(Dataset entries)
------------------------------------------------------------------------

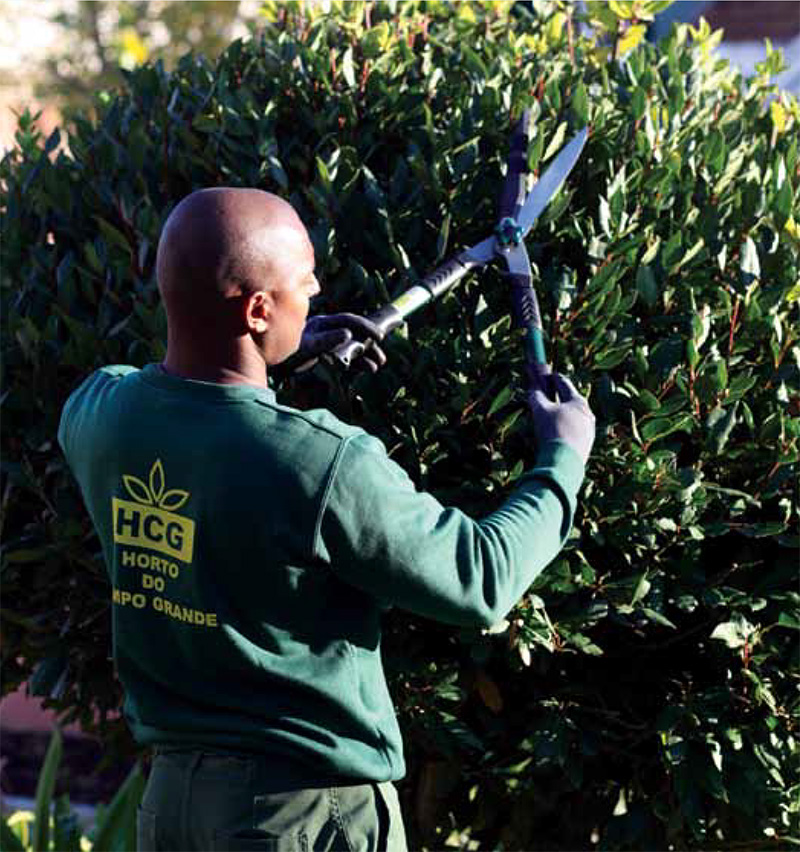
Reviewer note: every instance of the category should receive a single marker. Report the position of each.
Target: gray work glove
(324, 332)
(568, 419)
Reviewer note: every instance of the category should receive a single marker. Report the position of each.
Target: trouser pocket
(145, 831)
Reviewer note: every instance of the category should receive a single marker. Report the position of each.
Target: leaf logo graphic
(154, 494)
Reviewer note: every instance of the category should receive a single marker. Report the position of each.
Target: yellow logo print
(150, 520)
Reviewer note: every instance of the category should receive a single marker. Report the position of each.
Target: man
(252, 548)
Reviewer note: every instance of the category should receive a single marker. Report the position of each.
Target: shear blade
(550, 182)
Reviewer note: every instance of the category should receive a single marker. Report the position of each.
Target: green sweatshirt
(252, 548)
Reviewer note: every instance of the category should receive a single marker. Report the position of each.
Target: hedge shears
(517, 214)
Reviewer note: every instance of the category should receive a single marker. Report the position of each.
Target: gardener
(252, 548)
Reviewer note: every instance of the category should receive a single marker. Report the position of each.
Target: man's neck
(238, 370)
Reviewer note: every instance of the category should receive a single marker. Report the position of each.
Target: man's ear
(258, 309)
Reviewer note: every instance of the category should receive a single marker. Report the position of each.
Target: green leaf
(580, 104)
(658, 618)
(660, 427)
(501, 399)
(9, 841)
(749, 265)
(673, 251)
(556, 142)
(720, 424)
(44, 793)
(347, 68)
(735, 633)
(646, 286)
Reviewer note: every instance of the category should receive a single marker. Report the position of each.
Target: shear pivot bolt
(508, 232)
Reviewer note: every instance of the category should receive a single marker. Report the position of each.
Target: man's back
(228, 629)
(252, 548)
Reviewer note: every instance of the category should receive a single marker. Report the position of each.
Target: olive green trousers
(203, 800)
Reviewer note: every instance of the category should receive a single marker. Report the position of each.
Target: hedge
(643, 695)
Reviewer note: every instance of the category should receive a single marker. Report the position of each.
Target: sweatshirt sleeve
(378, 533)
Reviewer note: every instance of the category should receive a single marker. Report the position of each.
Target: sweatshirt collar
(156, 375)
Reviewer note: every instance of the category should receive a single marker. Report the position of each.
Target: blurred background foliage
(644, 694)
(98, 40)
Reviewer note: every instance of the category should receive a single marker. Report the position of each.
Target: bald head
(235, 270)
(223, 242)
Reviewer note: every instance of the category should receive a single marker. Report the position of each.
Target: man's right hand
(569, 419)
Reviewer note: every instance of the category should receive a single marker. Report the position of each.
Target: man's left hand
(325, 332)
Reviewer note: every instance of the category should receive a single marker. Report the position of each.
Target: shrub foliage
(643, 695)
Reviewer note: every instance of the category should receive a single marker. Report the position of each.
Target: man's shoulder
(315, 420)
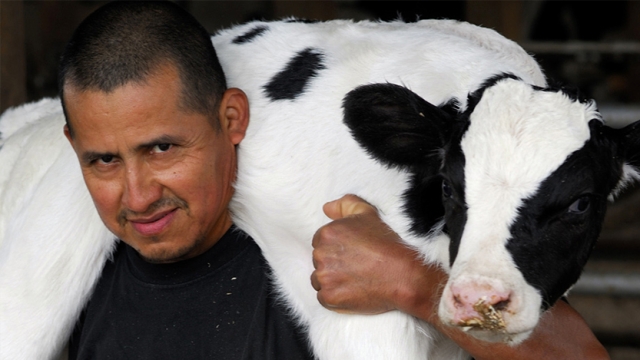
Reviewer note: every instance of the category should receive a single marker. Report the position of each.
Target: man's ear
(67, 134)
(234, 114)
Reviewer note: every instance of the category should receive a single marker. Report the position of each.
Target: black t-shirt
(218, 305)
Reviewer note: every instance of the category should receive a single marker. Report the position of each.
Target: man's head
(124, 42)
(155, 138)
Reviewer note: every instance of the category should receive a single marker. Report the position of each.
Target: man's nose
(140, 188)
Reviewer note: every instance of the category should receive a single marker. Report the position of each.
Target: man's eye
(106, 159)
(161, 147)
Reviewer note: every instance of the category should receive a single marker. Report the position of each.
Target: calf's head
(521, 177)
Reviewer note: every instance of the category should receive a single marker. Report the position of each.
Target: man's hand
(361, 264)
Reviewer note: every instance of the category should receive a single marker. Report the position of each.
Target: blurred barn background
(592, 45)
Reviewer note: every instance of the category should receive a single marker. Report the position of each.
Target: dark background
(592, 45)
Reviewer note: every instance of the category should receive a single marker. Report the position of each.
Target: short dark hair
(125, 42)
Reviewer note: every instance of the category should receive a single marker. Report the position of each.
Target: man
(155, 129)
(155, 132)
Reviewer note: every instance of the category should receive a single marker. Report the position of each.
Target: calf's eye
(447, 192)
(581, 205)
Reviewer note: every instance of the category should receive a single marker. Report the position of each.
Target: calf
(450, 130)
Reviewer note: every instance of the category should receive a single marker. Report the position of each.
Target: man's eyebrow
(163, 139)
(88, 156)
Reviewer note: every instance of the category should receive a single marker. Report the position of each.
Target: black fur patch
(293, 79)
(551, 243)
(474, 98)
(250, 35)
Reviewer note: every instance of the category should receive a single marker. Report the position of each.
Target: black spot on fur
(293, 79)
(474, 97)
(550, 244)
(250, 35)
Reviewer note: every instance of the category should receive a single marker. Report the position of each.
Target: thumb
(346, 206)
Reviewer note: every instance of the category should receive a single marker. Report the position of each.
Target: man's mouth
(154, 224)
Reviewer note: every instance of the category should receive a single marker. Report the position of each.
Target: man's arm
(362, 267)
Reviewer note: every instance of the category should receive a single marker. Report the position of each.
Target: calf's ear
(395, 125)
(628, 139)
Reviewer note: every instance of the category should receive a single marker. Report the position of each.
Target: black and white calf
(447, 128)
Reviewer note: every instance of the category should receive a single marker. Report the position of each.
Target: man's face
(160, 176)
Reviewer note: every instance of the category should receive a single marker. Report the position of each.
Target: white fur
(297, 155)
(52, 242)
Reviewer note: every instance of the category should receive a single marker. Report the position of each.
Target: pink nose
(466, 300)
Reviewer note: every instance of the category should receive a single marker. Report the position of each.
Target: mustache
(167, 202)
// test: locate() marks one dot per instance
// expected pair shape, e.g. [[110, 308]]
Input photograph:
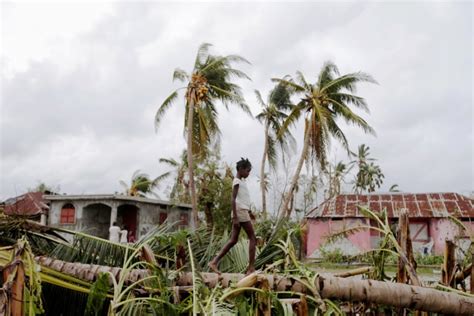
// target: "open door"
[[127, 215]]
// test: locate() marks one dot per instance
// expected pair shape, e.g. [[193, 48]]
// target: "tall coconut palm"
[[272, 117], [336, 176], [370, 176], [208, 82], [141, 184], [322, 103]]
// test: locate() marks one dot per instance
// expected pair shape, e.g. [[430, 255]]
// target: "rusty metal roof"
[[417, 205], [28, 204]]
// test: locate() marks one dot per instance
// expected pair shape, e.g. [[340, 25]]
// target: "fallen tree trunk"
[[371, 291]]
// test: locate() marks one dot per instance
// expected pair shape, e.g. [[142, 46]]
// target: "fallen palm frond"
[[377, 292]]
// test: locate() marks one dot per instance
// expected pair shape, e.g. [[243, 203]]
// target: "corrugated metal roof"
[[417, 205], [31, 203], [120, 197]]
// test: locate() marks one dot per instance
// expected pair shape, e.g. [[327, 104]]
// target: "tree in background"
[[272, 117], [214, 183], [322, 103], [336, 176], [369, 176], [209, 82], [141, 184], [45, 188], [180, 187]]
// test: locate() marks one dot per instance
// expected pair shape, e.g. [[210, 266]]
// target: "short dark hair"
[[243, 163]]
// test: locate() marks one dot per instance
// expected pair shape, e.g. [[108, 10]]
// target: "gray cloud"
[[83, 118]]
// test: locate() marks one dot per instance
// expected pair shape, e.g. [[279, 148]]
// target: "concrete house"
[[95, 213], [30, 204], [428, 215]]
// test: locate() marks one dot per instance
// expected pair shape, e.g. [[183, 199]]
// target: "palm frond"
[[290, 83], [180, 75], [164, 107]]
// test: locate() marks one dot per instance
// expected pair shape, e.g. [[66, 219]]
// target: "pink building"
[[428, 214]]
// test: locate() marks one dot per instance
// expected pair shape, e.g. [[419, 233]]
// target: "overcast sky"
[[81, 83]]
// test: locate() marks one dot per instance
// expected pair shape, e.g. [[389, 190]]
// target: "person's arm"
[[235, 190]]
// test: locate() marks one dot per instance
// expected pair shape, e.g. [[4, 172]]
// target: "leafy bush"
[[429, 260], [333, 256]]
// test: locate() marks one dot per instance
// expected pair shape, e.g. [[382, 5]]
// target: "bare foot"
[[213, 266], [250, 271]]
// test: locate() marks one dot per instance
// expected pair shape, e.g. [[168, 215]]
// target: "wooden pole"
[[472, 273], [449, 264], [349, 289], [402, 276], [354, 272]]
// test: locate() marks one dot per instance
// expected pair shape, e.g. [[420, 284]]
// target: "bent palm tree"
[[141, 184], [209, 81], [180, 190], [272, 117], [370, 176], [323, 103]]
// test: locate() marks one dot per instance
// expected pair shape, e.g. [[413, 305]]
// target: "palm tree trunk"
[[262, 174], [285, 211], [191, 101], [350, 289]]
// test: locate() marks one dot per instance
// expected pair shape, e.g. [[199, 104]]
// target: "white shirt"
[[114, 232], [123, 236], [243, 197]]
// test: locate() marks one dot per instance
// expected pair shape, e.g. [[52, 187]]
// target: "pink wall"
[[319, 229], [442, 229]]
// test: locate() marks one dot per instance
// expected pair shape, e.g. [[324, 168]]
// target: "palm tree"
[[369, 175], [336, 177], [209, 81], [141, 184], [323, 103], [369, 178], [180, 190], [272, 117]]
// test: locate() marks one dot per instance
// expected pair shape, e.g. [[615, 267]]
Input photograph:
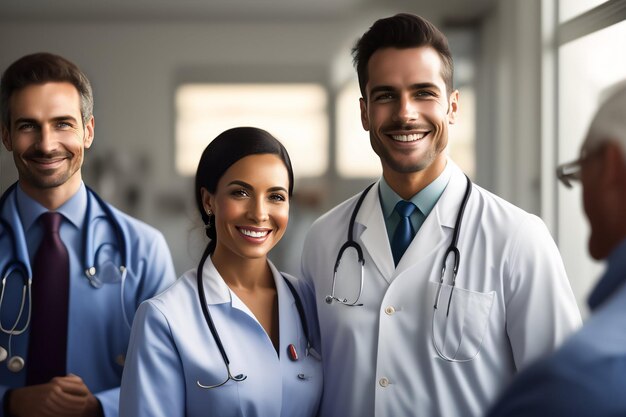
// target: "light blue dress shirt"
[[172, 349], [98, 333], [425, 200]]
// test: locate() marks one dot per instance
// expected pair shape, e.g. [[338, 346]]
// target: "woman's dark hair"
[[227, 148]]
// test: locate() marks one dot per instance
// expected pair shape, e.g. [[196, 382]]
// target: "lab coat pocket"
[[460, 323]]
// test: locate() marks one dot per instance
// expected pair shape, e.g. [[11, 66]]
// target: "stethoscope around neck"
[[452, 250], [19, 264], [215, 333]]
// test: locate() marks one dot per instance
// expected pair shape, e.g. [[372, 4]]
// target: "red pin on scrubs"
[[293, 353]]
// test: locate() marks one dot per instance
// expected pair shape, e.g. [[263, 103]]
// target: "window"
[[588, 64], [295, 114]]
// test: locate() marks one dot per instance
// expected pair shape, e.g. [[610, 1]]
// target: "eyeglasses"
[[570, 172]]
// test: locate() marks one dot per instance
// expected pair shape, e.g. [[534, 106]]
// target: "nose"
[[46, 141], [406, 109], [258, 210]]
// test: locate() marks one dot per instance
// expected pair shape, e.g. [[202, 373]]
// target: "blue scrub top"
[[172, 348]]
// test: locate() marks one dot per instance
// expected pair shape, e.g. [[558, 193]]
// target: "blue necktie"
[[47, 346], [404, 232]]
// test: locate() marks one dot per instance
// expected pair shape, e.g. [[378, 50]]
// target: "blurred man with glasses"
[[587, 375]]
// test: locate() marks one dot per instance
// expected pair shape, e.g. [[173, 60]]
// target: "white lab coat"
[[172, 348], [512, 304]]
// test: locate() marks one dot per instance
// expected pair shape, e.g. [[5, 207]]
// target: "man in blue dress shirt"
[[47, 123], [587, 375]]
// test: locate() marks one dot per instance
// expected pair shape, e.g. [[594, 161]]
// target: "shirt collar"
[[218, 292], [612, 279], [74, 209], [425, 200]]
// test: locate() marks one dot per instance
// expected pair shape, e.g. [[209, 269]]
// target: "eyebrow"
[[35, 121], [249, 187], [417, 86]]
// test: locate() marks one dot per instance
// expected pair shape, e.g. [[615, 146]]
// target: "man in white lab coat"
[[405, 343], [587, 375]]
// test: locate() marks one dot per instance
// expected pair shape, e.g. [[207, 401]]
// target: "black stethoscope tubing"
[[215, 333], [16, 363], [351, 243], [90, 271]]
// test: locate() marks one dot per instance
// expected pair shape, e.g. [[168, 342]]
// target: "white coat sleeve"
[[153, 383], [541, 309]]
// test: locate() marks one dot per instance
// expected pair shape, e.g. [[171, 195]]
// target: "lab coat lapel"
[[370, 228], [437, 229]]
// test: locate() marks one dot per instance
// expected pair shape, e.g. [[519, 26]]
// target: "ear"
[[207, 200], [6, 139], [364, 118], [89, 132], [453, 106]]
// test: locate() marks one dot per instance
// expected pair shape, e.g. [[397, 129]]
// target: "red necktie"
[[47, 347]]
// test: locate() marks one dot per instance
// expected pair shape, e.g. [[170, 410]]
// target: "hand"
[[64, 396]]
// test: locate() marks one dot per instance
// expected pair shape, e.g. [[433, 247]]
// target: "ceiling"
[[233, 10]]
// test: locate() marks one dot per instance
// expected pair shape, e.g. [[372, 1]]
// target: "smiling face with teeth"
[[407, 111], [48, 140], [250, 207]]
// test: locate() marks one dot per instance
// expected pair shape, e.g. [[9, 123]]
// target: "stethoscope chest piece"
[[15, 364]]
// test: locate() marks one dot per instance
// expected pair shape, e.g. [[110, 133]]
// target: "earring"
[[208, 224]]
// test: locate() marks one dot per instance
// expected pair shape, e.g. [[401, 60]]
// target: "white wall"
[[134, 68]]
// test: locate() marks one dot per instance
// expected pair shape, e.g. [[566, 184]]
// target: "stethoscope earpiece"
[[15, 364], [19, 266]]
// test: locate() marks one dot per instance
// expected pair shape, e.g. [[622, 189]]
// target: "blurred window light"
[[296, 114], [568, 9], [588, 69], [355, 157]]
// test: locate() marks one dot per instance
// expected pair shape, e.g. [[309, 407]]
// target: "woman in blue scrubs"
[[262, 319]]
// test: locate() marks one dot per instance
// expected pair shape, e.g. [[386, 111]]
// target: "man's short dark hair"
[[42, 68], [401, 31]]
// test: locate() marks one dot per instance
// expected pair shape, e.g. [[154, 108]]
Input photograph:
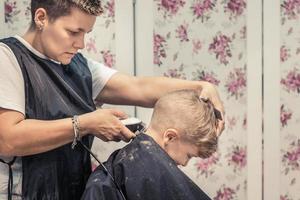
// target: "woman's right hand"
[[106, 125]]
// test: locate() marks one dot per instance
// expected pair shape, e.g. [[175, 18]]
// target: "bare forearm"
[[34, 136], [142, 91]]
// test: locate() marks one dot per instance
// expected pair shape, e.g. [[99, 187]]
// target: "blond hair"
[[192, 116], [59, 8]]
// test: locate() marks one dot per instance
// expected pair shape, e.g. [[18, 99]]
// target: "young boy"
[[182, 126]]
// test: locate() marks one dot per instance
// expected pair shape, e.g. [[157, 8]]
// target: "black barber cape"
[[144, 171], [54, 91]]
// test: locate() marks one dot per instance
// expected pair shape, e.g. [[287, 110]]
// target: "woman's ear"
[[170, 135], [40, 18]]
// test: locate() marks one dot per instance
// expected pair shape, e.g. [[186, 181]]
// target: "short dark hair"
[[59, 8]]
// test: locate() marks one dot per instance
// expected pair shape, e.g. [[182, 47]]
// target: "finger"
[[127, 134], [118, 113], [102, 138]]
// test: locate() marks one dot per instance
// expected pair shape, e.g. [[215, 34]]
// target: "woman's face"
[[61, 39]]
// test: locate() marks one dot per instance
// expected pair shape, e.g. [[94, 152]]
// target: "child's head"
[[59, 8], [184, 125]]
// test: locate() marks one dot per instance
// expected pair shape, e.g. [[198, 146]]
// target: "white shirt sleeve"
[[12, 93], [100, 75]]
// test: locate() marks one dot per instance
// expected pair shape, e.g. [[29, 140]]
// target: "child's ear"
[[170, 135]]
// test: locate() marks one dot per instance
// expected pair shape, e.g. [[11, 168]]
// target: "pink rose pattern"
[[285, 115], [285, 197], [291, 158], [290, 89], [235, 7], [202, 75], [206, 167], [197, 46], [236, 83], [159, 48], [11, 10], [186, 34], [202, 9], [169, 7], [91, 46], [108, 58], [237, 158], [109, 12], [291, 82], [221, 48], [225, 193], [175, 73], [182, 33], [290, 10], [284, 53]]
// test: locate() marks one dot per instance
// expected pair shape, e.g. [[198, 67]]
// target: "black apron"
[[143, 171], [54, 91]]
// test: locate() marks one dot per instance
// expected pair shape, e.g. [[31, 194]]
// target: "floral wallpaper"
[[100, 44], [290, 100], [206, 40]]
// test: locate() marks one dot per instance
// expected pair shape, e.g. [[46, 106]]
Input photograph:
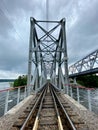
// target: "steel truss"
[[47, 51], [87, 64]]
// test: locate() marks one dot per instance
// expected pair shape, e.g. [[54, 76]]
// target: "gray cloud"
[[81, 21]]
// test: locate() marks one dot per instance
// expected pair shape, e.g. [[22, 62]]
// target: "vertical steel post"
[[75, 82], [6, 102], [25, 92], [65, 55], [78, 95], [71, 93], [18, 95], [60, 78], [89, 100], [30, 52]]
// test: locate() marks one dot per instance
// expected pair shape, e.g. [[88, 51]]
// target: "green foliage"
[[88, 80], [22, 80]]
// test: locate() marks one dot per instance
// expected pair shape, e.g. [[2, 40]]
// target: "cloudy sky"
[[82, 30]]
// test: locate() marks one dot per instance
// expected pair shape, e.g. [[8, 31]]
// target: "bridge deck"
[[74, 110]]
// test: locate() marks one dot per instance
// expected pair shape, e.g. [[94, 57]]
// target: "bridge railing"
[[88, 97], [11, 97]]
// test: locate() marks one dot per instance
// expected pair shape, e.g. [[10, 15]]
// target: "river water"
[[4, 85]]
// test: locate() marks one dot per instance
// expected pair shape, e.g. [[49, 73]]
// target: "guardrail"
[[12, 96], [85, 96]]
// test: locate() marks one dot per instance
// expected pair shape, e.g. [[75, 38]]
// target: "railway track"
[[49, 111]]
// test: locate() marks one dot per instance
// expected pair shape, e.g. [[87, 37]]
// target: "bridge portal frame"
[[57, 52]]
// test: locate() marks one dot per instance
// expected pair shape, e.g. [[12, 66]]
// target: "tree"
[[88, 80]]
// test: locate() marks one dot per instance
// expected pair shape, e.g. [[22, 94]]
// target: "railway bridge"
[[49, 97]]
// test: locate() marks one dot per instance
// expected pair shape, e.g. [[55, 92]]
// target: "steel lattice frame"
[[47, 48], [88, 64]]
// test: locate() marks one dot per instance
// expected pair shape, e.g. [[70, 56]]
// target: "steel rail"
[[57, 112], [65, 112], [30, 114], [38, 113]]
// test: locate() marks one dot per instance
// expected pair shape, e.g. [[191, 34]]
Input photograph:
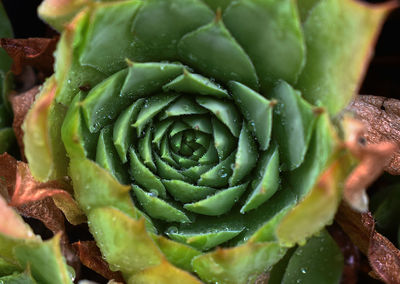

------------------------------------------------------------------------

Aim of the task>
Print nothing except the lines above from the one containing "Target: black and white calf" down to the one containing "e.g. [[327, 104]]", both included, exactly as written and free of pictures.

Your response>
Target: black and white calf
(447, 128)
Reviewer note: every instance of the category should receive a single marker. Report the position of each.
Target: man's face
(160, 176)
Reviewer note: every instance of the category should receive a single marker. Report the position of each.
Target: white fur
(297, 155)
(52, 242)
Reviewer note: every instance of the category should receive a single marker. Report the position of each.
Target: pink nose
(466, 300)
Reviewer note: every instance of the category should receive a single marker. Report the position of each.
Target: mustache
(167, 202)
// test: locate() marks one dot per instance
// expected pair shape, e.g. [[110, 308]]
Input photograph:
// target: "open door"
[[127, 215]]
// test: locate() marks one dot per instance
// expected pair shape, e.g. [[193, 48]]
// target: "tall coconut palm"
[[272, 117], [336, 176], [370, 176], [208, 82], [141, 184], [322, 103]]
// test: locate() marks one dot per instance
// expected pair shape, e.g. [[430, 255]]
// target: "rusty metal roof"
[[417, 205], [28, 204]]
// test: locate() marks one dot per instance
// expected pair shape, e.g. [[340, 25]]
// target: "fallen tree trunk"
[[371, 291]]
// test: locate() marks one dot per instance
// expected pair shape, e.g. [[142, 46]]
// target: "fallen palm frond"
[[377, 292]]
// test: locate() marks one dot per instance
// expected pair shape, e.g. [[243, 203]]
// target: "corrugated metal roof"
[[417, 205], [31, 203], [120, 197]]
// test: locate() marks one dot per instance
// expected pair shape, e.g. [[327, 104]]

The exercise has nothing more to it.